- _INSTRUCTION_: Pick out and copy each line in the records below that contains the word "foliage".

Excerpts from point annotation data:
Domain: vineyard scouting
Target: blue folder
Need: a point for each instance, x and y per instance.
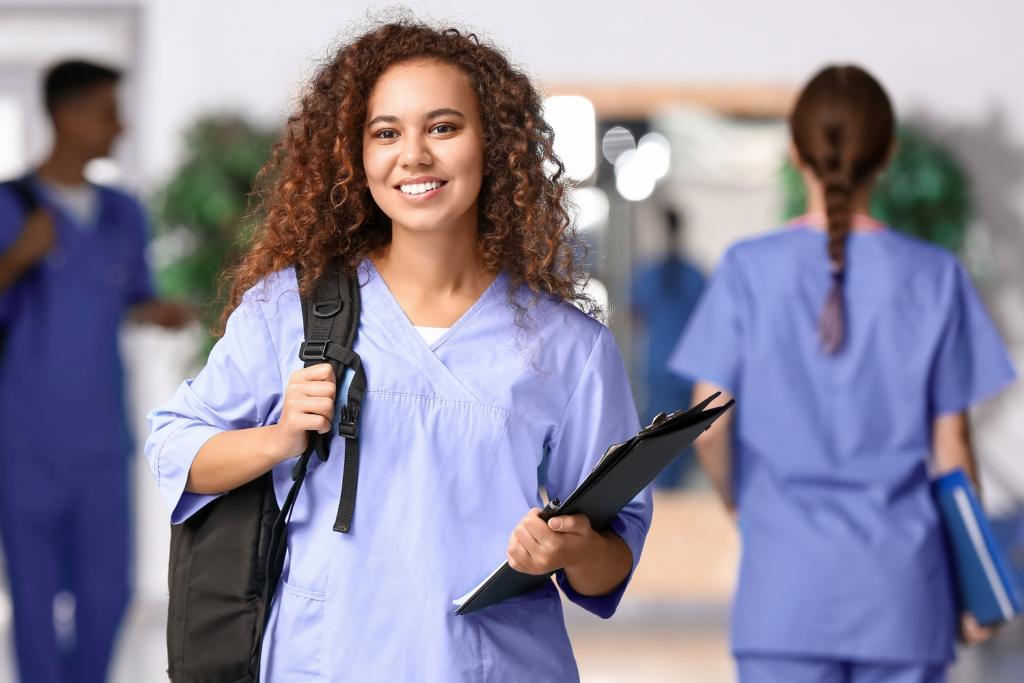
(986, 583)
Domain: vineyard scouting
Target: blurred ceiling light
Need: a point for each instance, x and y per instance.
(592, 204)
(638, 170)
(574, 122)
(632, 179)
(653, 153)
(616, 141)
(11, 138)
(102, 171)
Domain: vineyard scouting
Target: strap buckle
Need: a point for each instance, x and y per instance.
(331, 307)
(313, 350)
(348, 425)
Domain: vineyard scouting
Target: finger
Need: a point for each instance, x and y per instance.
(312, 404)
(525, 539)
(320, 373)
(318, 389)
(520, 560)
(569, 524)
(314, 423)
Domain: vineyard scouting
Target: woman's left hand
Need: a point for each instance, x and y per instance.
(538, 547)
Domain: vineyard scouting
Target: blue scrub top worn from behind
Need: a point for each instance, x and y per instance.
(60, 370)
(843, 552)
(451, 436)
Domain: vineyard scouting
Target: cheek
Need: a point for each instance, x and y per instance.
(469, 162)
(376, 166)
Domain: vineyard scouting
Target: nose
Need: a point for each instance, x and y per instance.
(416, 151)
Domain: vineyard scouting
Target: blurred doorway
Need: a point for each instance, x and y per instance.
(37, 36)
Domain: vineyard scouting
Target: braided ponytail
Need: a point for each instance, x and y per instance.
(843, 127)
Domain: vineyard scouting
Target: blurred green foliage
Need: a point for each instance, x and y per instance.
(202, 215)
(924, 193)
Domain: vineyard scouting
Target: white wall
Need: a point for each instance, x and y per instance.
(958, 61)
(952, 65)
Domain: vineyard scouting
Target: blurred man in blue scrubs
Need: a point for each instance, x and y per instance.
(72, 267)
(665, 294)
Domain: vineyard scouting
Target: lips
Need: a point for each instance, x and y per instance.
(420, 187)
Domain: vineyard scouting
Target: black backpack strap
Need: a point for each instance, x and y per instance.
(331, 322)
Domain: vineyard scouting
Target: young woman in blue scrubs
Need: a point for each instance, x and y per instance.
(854, 353)
(418, 158)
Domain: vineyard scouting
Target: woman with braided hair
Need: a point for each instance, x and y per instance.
(854, 353)
(419, 161)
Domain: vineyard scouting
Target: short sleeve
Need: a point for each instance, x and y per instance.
(239, 388)
(971, 361)
(712, 344)
(139, 285)
(599, 413)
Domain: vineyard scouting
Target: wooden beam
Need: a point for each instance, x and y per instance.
(622, 100)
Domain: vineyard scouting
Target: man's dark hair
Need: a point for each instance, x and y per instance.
(71, 79)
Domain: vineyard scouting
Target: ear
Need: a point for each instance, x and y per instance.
(893, 148)
(795, 158)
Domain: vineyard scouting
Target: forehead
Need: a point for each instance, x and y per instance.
(98, 94)
(416, 87)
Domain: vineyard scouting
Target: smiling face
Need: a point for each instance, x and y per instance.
(423, 146)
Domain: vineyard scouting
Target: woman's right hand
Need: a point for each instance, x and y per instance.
(308, 406)
(973, 633)
(238, 456)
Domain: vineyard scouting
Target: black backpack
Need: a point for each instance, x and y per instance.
(226, 559)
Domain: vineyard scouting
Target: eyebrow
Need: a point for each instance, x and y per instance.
(430, 115)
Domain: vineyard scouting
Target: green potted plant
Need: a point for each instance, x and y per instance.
(202, 215)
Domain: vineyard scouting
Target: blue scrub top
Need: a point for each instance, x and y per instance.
(451, 437)
(843, 552)
(60, 376)
(664, 295)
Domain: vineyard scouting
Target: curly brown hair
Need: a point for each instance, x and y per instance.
(314, 204)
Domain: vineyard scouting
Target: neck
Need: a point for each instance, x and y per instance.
(65, 165)
(436, 274)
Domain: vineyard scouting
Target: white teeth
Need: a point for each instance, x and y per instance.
(419, 187)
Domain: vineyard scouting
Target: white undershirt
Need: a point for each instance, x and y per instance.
(81, 202)
(430, 335)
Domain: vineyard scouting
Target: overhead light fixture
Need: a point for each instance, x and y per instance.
(574, 122)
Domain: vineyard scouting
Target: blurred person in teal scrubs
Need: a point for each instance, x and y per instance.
(853, 353)
(72, 266)
(664, 295)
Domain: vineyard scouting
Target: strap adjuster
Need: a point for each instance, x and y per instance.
(348, 425)
(327, 308)
(313, 350)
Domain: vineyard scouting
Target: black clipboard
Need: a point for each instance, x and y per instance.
(624, 471)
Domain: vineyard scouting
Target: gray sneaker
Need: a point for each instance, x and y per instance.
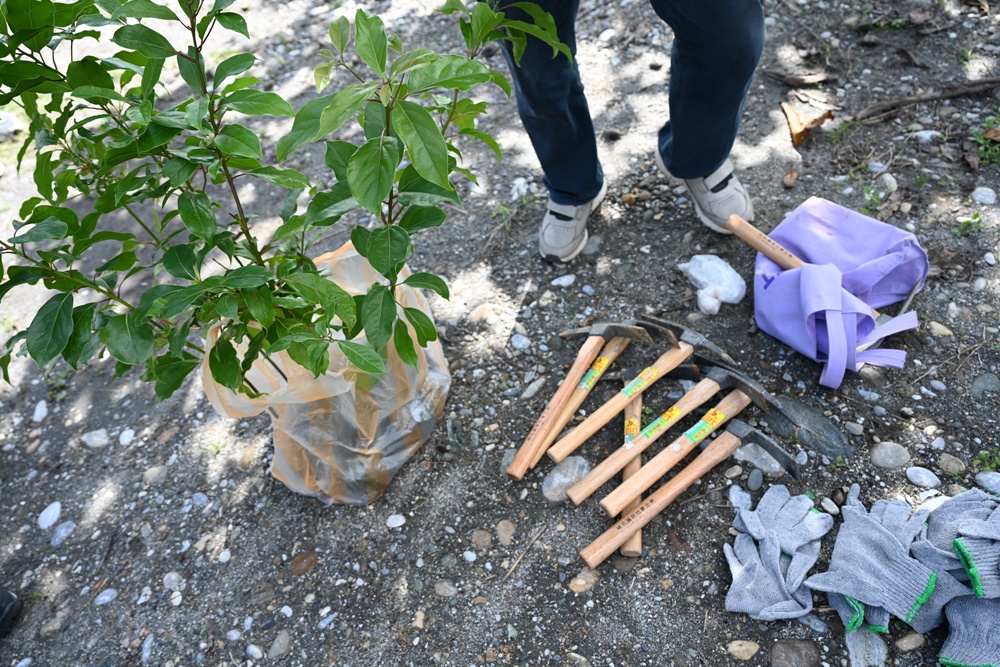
(717, 196)
(564, 228)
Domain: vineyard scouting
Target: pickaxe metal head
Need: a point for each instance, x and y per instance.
(606, 330)
(747, 434)
(689, 336)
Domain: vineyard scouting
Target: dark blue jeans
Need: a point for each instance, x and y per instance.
(717, 45)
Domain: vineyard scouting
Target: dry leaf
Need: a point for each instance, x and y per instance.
(800, 125)
(788, 180)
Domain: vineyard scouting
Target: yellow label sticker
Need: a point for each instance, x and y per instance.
(640, 383)
(594, 374)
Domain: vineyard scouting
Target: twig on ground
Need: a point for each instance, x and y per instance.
(524, 553)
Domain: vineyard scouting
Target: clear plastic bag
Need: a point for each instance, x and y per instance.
(342, 436)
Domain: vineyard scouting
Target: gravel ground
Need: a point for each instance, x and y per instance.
(185, 551)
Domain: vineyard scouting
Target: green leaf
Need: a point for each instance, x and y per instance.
(83, 342)
(423, 141)
(225, 365)
(259, 304)
(145, 40)
(377, 314)
(304, 128)
(198, 215)
(143, 9)
(232, 66)
(328, 206)
(50, 228)
(423, 326)
(340, 33)
(238, 140)
(362, 356)
(88, 72)
(404, 345)
(416, 218)
(371, 41)
(429, 281)
(283, 178)
(388, 249)
(338, 156)
(258, 103)
(129, 338)
(415, 190)
(246, 277)
(343, 105)
(449, 71)
(228, 307)
(372, 170)
(234, 22)
(181, 262)
(50, 330)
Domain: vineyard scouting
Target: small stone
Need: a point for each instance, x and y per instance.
(533, 388)
(519, 342)
(922, 477)
(951, 465)
(795, 653)
(888, 455)
(155, 476)
(96, 439)
(743, 650)
(910, 642)
(49, 515)
(105, 596)
(984, 195)
(62, 533)
(584, 581)
(989, 481)
(505, 532)
(280, 646)
(445, 589)
(939, 330)
(567, 472)
(482, 539)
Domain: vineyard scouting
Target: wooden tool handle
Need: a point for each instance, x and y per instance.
(762, 243)
(526, 454)
(662, 463)
(618, 459)
(612, 349)
(633, 422)
(720, 450)
(592, 424)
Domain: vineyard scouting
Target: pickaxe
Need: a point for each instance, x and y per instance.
(672, 358)
(716, 379)
(736, 434)
(534, 444)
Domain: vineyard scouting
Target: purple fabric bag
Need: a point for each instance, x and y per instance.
(853, 263)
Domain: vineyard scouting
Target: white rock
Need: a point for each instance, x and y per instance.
(49, 515)
(96, 439)
(717, 282)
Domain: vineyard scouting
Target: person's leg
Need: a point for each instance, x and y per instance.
(553, 109)
(717, 46)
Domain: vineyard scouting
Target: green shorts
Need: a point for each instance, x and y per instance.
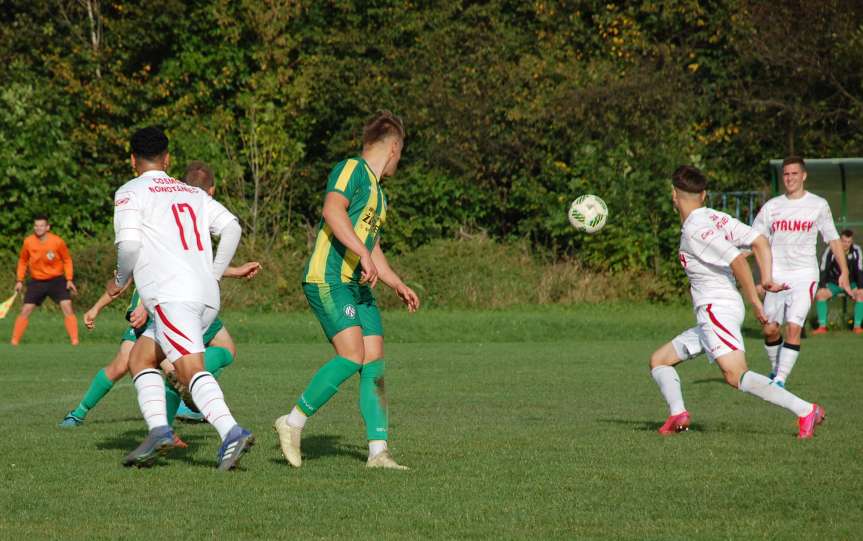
(836, 290)
(131, 334)
(340, 306)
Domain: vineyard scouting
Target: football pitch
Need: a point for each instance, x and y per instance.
(534, 423)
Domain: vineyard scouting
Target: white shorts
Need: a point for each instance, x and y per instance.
(179, 328)
(791, 305)
(717, 333)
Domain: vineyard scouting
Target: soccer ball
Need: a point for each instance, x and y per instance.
(588, 213)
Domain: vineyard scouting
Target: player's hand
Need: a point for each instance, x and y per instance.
(408, 296)
(246, 270)
(845, 285)
(112, 289)
(773, 287)
(369, 274)
(138, 317)
(759, 313)
(90, 318)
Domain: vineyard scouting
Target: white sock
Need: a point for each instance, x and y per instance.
(787, 358)
(151, 397)
(754, 383)
(773, 355)
(209, 398)
(297, 418)
(376, 447)
(669, 385)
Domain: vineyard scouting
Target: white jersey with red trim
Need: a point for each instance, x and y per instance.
(792, 227)
(709, 242)
(173, 222)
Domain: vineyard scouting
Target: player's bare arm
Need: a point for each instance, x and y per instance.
(741, 271)
(336, 217)
(247, 270)
(388, 276)
(93, 312)
(839, 257)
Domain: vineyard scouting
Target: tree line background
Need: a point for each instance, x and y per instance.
(512, 109)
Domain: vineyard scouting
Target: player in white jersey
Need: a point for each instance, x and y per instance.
(162, 231)
(791, 222)
(710, 243)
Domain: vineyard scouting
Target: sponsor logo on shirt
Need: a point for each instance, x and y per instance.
(791, 225)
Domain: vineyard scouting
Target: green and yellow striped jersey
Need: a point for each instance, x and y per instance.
(331, 262)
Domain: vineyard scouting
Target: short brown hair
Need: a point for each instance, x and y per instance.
(790, 160)
(689, 179)
(382, 125)
(200, 175)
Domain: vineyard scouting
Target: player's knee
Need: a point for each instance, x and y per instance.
(771, 331)
(732, 377)
(659, 358)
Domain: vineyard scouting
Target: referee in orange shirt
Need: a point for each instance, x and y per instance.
(49, 260)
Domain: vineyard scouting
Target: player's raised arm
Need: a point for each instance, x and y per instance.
(336, 217)
(247, 270)
(226, 226)
(764, 258)
(388, 276)
(839, 255)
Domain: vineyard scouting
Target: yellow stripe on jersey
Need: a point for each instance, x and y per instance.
(345, 176)
(362, 229)
(318, 264)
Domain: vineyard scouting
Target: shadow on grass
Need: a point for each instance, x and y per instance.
(647, 426)
(319, 446)
(709, 380)
(129, 440)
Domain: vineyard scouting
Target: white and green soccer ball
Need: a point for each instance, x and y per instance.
(588, 213)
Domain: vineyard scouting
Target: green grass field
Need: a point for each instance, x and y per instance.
(534, 423)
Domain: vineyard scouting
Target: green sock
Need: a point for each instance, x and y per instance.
(325, 383)
(172, 403)
(217, 359)
(821, 308)
(373, 400)
(99, 387)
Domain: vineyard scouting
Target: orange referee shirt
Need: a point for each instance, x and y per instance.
(48, 258)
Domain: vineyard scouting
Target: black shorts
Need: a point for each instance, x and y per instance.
(55, 288)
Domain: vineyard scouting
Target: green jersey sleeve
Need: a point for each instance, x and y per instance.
(344, 178)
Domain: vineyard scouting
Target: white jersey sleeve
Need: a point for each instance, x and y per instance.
(738, 234)
(127, 216)
(761, 224)
(824, 223)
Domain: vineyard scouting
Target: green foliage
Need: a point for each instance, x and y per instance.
(512, 109)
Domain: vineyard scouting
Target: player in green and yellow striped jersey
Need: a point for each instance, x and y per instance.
(346, 263)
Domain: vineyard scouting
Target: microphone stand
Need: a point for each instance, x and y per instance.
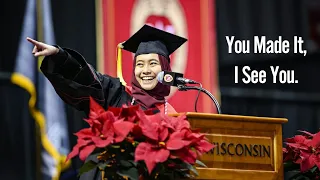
(185, 88)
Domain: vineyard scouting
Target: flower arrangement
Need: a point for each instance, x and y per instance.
(301, 156)
(129, 143)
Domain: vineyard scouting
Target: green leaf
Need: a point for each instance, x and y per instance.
(87, 167)
(128, 163)
(132, 173)
(103, 165)
(190, 167)
(200, 163)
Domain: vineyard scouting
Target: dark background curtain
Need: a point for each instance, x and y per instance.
(74, 25)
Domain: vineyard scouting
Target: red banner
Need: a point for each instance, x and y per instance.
(117, 20)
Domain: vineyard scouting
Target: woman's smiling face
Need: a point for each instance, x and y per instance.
(146, 70)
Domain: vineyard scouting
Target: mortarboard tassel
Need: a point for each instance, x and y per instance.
(119, 64)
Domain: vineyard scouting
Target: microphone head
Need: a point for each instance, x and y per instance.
(160, 76)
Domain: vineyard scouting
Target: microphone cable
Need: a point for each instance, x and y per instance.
(197, 97)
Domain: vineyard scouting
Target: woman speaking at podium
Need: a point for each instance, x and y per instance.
(75, 80)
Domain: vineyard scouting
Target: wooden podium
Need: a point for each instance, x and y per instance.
(246, 147)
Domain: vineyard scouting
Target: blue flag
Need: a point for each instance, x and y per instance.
(45, 105)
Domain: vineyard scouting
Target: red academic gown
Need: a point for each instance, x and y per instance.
(75, 81)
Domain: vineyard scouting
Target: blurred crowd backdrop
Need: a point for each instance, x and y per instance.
(36, 127)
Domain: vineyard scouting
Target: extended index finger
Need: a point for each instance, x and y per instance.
(37, 43)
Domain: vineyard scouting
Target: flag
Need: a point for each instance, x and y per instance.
(117, 20)
(45, 105)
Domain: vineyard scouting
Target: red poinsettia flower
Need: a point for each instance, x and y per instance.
(184, 140)
(104, 130)
(153, 151)
(309, 150)
(166, 140)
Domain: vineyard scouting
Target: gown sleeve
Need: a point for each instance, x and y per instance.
(74, 80)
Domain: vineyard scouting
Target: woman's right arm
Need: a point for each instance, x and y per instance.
(74, 79)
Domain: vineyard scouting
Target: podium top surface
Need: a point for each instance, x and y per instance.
(227, 117)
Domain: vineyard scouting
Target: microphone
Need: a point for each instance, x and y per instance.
(173, 79)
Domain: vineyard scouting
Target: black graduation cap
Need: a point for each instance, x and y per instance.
(152, 40)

- _CORRECT RESULT_:
Target: blurred green foliage
Target: green foliage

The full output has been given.